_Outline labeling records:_

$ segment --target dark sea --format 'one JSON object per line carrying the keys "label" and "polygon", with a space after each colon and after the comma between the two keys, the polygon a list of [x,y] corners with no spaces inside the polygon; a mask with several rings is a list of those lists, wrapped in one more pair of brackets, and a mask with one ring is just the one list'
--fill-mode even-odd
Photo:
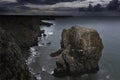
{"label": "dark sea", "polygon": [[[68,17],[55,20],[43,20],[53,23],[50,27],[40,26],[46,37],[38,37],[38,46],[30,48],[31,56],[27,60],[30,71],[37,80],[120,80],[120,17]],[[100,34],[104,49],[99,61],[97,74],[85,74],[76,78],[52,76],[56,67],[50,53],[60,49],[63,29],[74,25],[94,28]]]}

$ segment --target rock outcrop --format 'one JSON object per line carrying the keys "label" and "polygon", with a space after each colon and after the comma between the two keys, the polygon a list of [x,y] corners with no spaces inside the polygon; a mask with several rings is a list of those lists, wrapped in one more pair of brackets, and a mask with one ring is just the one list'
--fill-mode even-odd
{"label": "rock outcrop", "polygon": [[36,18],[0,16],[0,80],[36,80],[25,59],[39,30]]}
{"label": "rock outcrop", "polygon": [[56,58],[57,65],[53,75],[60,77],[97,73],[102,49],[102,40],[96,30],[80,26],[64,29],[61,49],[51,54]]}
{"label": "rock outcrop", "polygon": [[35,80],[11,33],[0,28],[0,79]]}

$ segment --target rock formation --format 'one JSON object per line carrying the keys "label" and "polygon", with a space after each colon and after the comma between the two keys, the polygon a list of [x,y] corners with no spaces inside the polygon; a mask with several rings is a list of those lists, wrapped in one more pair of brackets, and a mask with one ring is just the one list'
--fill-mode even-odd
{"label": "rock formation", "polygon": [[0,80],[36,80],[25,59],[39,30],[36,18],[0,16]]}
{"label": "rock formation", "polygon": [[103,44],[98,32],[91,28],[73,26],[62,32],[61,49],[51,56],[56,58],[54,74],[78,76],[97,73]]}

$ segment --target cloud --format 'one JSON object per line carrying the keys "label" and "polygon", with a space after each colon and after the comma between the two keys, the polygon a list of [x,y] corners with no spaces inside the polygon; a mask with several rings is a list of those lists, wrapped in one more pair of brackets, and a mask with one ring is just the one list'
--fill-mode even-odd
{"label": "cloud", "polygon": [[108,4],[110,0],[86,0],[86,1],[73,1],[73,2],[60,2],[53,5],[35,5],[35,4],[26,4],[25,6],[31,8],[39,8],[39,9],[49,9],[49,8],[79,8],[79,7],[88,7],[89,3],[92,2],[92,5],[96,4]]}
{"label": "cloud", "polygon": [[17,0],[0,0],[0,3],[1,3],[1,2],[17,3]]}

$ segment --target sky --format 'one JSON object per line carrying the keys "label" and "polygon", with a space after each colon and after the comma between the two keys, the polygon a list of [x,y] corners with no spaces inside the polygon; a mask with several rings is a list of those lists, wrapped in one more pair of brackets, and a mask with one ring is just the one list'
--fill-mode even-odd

_SHORT PROBLEM:_ Write out the lines above again with each "even-odd" swapped for "nonzero", changing nothing else. Leave the pictures out.

_ANSWER TO THE TASK:_
$ segment --target dark sea --format 'one JSON object per line carrying the keys "label" and "polygon", with a space after each colon and after the comma between the two keys, the polygon a list of [x,y] corners with no spaces inside the polygon; a mask with several rings is a list of those lists, wrapped in one more pair of brackets, and a mask with one ring is just the one list'
--fill-mode nonzero
Photo:
{"label": "dark sea", "polygon": [[[68,17],[55,20],[43,20],[53,23],[50,27],[40,26],[46,37],[38,37],[38,46],[30,48],[31,56],[27,60],[30,71],[37,80],[120,80],[120,17]],[[100,34],[104,49],[99,61],[97,74],[85,74],[76,78],[52,76],[56,67],[50,53],[60,49],[63,29],[74,25],[94,28]]]}

$ segment --target rock outcrop --format 'one JSON object per line carrying the keys "label" and "polygon", with a space after each colon and after the comma between the two keys, the polygon a list of [x,y] corners with no spaces inside the polygon; a mask with several rings is a list of those lists, wrapped in one more pair of brackets, and a mask with one ring is just the one list'
--fill-mode nonzero
{"label": "rock outcrop", "polygon": [[36,18],[0,16],[0,80],[36,80],[25,59],[39,30]]}
{"label": "rock outcrop", "polygon": [[56,58],[57,65],[53,75],[60,77],[97,73],[102,49],[102,40],[96,30],[80,26],[64,29],[61,49],[51,54]]}
{"label": "rock outcrop", "polygon": [[35,80],[11,33],[0,28],[0,79]]}

$ segment --target rock formation --format 'one JSON object per line carrying the keys "label" and "polygon", with a space after each colon and after the comma between the two keys, the polygon a list of [x,y] corners with no spaces inside the polygon; a mask with several rings is a list of those lists, wrapped in one more pair of brackets, and a mask with one ring is just the one list'
--fill-mode nonzero
{"label": "rock formation", "polygon": [[0,80],[36,80],[25,59],[39,30],[36,18],[0,16]]}
{"label": "rock formation", "polygon": [[103,44],[98,32],[91,28],[73,26],[62,32],[61,49],[51,56],[56,58],[54,74],[78,76],[97,73]]}

$ segment --target cloud --format 'one JSON object per line carrying the keys "label" and "polygon", with a space after each colon and after the comma between the two keys, the polygon a list of [x,y] corners with no spaces inside the polygon; a mask with several rings is a list of those lists, wrapped in one more pair of brackets, and a mask with one ring is just the one list'
--fill-mode nonzero
{"label": "cloud", "polygon": [[108,4],[110,0],[86,0],[86,1],[73,1],[73,2],[60,2],[53,5],[35,5],[35,4],[26,4],[25,6],[31,8],[39,8],[39,9],[49,9],[49,8],[79,8],[79,7],[88,7],[89,3],[92,2],[92,5],[96,4]]}
{"label": "cloud", "polygon": [[17,0],[0,0],[0,3],[1,3],[1,2],[17,3]]}

$ segment --target sky --format 'one JSON object per line carrying the keys "label" and "polygon", with a space after each colon and after the comma between the two keys, the polygon a list of [x,y] corners with no spaces inside the polygon; a mask with several rings is a list of those lists, wrapped in one more pair of brackets, and a mask with one ring is just the one list'
--fill-mode nonzero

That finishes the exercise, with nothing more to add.